The problem
Both the line containing "of the laptop" and the last line of the listing are included: write out exactly the lines from one to the other.

Extracted entries
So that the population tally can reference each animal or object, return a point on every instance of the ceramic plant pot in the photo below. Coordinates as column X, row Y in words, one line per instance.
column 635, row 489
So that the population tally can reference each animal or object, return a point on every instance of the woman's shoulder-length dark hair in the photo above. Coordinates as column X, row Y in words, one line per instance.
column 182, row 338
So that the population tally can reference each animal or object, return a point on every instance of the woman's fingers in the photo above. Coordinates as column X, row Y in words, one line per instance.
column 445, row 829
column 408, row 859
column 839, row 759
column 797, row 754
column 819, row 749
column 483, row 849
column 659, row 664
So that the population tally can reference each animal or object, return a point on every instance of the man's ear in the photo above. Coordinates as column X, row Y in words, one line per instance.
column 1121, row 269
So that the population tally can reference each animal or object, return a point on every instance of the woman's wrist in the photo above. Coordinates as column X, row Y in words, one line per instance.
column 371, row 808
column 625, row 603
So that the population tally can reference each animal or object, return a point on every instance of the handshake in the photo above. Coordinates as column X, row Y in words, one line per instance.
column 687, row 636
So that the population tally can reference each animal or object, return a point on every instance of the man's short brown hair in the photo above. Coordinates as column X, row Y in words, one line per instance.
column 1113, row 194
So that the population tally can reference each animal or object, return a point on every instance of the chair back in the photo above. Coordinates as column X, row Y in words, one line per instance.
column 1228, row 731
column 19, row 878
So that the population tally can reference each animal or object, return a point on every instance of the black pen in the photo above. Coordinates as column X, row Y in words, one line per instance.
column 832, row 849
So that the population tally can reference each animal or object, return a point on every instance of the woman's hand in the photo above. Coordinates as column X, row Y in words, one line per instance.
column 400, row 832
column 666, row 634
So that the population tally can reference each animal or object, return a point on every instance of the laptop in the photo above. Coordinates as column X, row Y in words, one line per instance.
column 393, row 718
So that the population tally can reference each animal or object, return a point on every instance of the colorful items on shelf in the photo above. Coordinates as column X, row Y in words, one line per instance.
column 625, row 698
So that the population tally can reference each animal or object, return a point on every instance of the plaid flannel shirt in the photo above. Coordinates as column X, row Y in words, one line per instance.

The completed task
So that the population tally can reference each animal or object, return a point on every instance of the laptop in the photo above. Coordinates as column X, row Y in words, one line per instance.
column 393, row 718
So that the population tally can reference each animal or object, return a point on every instance of the colorful items on shelf in the photo above. Coordinates as column X, row Y in words, one line per instance.
column 625, row 698
So that the population tally can reference each animal or object, return a point on every instance of the plaid flannel shirt in the photo above. Coordinates as column X, row Y in words, one line per instance.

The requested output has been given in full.